Recast the lines of the items below as a numbered list, omitting any blank lines.

##### DATASET RECORDS

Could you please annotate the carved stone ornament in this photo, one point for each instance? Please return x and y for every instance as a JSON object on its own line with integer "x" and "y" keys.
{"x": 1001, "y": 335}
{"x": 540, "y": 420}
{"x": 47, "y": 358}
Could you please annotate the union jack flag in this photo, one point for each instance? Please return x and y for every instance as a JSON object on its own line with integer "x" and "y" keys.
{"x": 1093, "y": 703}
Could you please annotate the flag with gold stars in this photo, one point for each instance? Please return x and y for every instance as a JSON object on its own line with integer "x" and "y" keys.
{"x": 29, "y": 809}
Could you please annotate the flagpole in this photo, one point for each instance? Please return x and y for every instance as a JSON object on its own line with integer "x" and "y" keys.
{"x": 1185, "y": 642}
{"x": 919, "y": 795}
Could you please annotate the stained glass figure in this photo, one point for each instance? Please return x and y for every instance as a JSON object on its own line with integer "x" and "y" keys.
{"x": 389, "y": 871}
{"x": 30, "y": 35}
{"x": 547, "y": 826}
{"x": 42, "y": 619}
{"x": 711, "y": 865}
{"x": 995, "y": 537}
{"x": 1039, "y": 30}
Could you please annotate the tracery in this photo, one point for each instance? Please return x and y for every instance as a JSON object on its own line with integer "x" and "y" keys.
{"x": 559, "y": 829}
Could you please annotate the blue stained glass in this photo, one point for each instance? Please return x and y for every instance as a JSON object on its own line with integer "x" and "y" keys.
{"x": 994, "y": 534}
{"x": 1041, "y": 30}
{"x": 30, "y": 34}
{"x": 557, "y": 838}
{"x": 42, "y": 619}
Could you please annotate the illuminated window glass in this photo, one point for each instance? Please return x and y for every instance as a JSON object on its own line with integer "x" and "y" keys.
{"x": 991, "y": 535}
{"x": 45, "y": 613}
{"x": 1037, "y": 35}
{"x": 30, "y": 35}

##########

◆ WRITTEN SOLUTION:
1. Could you please annotate the carved stone ornament in this photo, one point for each instance? Please return x and y for every instance as a JSON object on its own line with integer "x" and "y" keys.
2. {"x": 1001, "y": 335}
3. {"x": 540, "y": 420}
4. {"x": 47, "y": 358}
5. Could you please annotate the union jack flag in this photo, one point for each instance? Please return x and y for every instance as a JSON object on its own line with integer "x" and "y" keys.
6. {"x": 1093, "y": 703}
7. Could you please annotate the flag with gold stars in this photo, one point for each instance? Please return x and y for every instance as a JSON object on its own line with integer "x" and "y" keys.
8. {"x": 29, "y": 809}
9. Could you please annotate the flagpole in this photo, one point for each instance? Please return x and y for every instance as a JSON object on its own line with integer "x" and "y" keys.
10. {"x": 1185, "y": 642}
11. {"x": 919, "y": 795}
12. Could you please annotate the stained glass figure in this photo, one point for each instance? Please return x and y for every instance as a JSON object on its own line with integer "x" and "y" keys.
13. {"x": 389, "y": 871}
14. {"x": 30, "y": 35}
15. {"x": 547, "y": 826}
16. {"x": 42, "y": 619}
17. {"x": 711, "y": 865}
18. {"x": 995, "y": 537}
19. {"x": 1039, "y": 30}
20. Could you please annotate the tracery in this photo, one point for each instance? Please return x and y for every instance as a JSON object on its own line with integer "x" and "y" keys.
21. {"x": 559, "y": 829}
22. Could you please annotate the blue stained glass in this photo, one point for each instance? Please return x and y for every instance as a JSON object on its own line with integer "x" and "y" keys.
23. {"x": 994, "y": 534}
24. {"x": 1041, "y": 30}
25. {"x": 30, "y": 34}
26. {"x": 557, "y": 838}
27. {"x": 42, "y": 619}
28. Could you please annotate the illuminated window glass in this photo, one point for each instance? Please return x and y for every instance as a JSON object on its own line with integer "x" and "y" keys.
29. {"x": 991, "y": 535}
30. {"x": 45, "y": 613}
31. {"x": 1037, "y": 35}
32. {"x": 30, "y": 35}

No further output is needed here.